[AUFGABENSTELLUNG] Gib bitte den Text zur Verlagsgeschichte unten ab den Worten „In den Jahren“ bis einschließlich „Pernkopf (1959-2016) erscheinen.“ wieder. Ersetze dabei „Diversifizierung“ durch „Erweiterung“.

In den Jahren um die Jahrtausendwende setzte eine Diversifizierung der Buchverlagstätigkeit ein. So wurde 1999 der Klagenfurter „Universitätsverlag Carinthia“ übernommen und sowie eine Beteiligung am „Verlag des österreichischen Kneippbundes“ erworben. Ein weiterer Meilenstein war mit Jahresbeginn 2003 die Akquisition des Wiener Traditionsverlages „Pichler“. Pichler wurde in der Folge zu einer erfolgreichen Kulinarikmarke entwickelt, unter der bis heute u. a. die beliebten Kochbücher der oberösterreichischen Autorin Ingrid Pernkopf (1959-2016) erscheinen.

Im Jahr 2007 konnten der Wiener „Molden Verlag“ von der Styria übernommen und die Anteile am „Kneipp Verlag“ auf 100 % aufgestockt werden. Damit hatte die Verlagsgruppe jene Zusammensetzung im Sachbuch- und Ratgebersegment erreicht, die sie auch heute aufweist.

Der Molden Verlag damals …

Anlässlich seines 40. Geburtstags im April 1964 fasste der damals wohl wichtigste und mächtigste Zeitungsherausgeber Österreichs Fritz Molden (1924-2014) den Entschluss, sich als Buchverleger noch einmal völlig neu zu erfinden. Die sich in den folgenden Jahren entwickelnde Erfolgsstory, die den Molden Verlag in die Top 5 der größten deutschsprachigen Publikumsverlage katapultierte, hat Molden später ausführlich Revue passieren lassen. Das Buch „Der Konkurs. Aufstieg und Fall eines Verlegers“ erschien 1984, nachdem Molden ebenso spektakulär gescheitert wie aufgestiegen war. Dieses Buch mit seinen Reflexionen ist ein Solitär in der deutschsprachigen Verlagsgeschichte.

[GEGEBENE INFORMATIONEN]
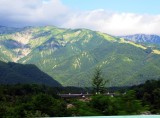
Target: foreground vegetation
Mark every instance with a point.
(37, 100)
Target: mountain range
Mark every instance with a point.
(70, 56)
(13, 73)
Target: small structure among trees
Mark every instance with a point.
(98, 82)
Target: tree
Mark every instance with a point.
(98, 82)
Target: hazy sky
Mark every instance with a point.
(116, 17)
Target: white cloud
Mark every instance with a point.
(115, 23)
(32, 11)
(53, 12)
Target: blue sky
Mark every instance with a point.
(115, 17)
(133, 6)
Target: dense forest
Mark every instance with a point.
(40, 100)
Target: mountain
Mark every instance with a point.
(71, 56)
(143, 38)
(13, 73)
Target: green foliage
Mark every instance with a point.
(98, 83)
(121, 105)
(13, 73)
(30, 101)
(70, 56)
(149, 93)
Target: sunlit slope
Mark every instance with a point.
(70, 56)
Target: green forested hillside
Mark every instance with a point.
(70, 56)
(13, 73)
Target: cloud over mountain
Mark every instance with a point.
(54, 12)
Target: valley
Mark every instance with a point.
(70, 56)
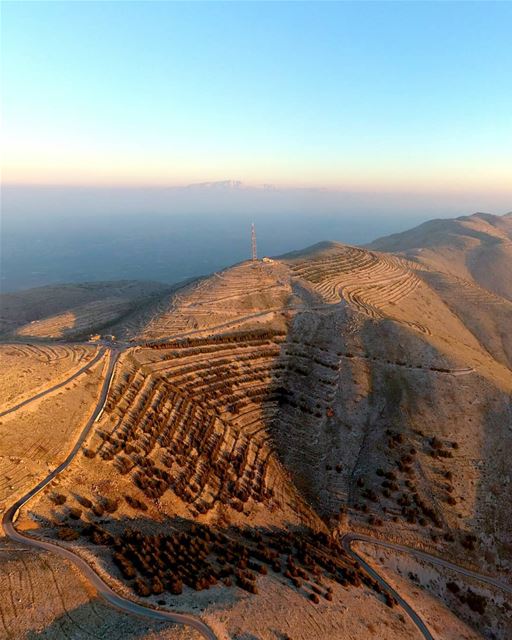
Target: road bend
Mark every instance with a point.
(346, 541)
(123, 604)
(348, 538)
(56, 386)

[SCHRIFTLICHE ANTWORT]
In den Jahren um die Jahrtausendwende setzte eine Erweiterung der Buchverlagstätigkeit ein. So wurde 1999 der Klagenfurter „Universitätsverlag Carinthia“ übernommen und sowie eine Beteiligung am „Verlag des österreichischen Kneippbundes“ erworben. Ein weiterer Meilenstein war mit Jahresbeginn 2003 die Akquisition des Wiener Traditionsverlages „Pichler“. Pichler wurde in der Folge zu einer erfolgreichen Kulinarikmarke entwickelt, unter der bis heute u. a. die beliebten Kochbücher der oberösterreichischen Autorin Ingrid Pernkopf (1959-2016) erscheinen.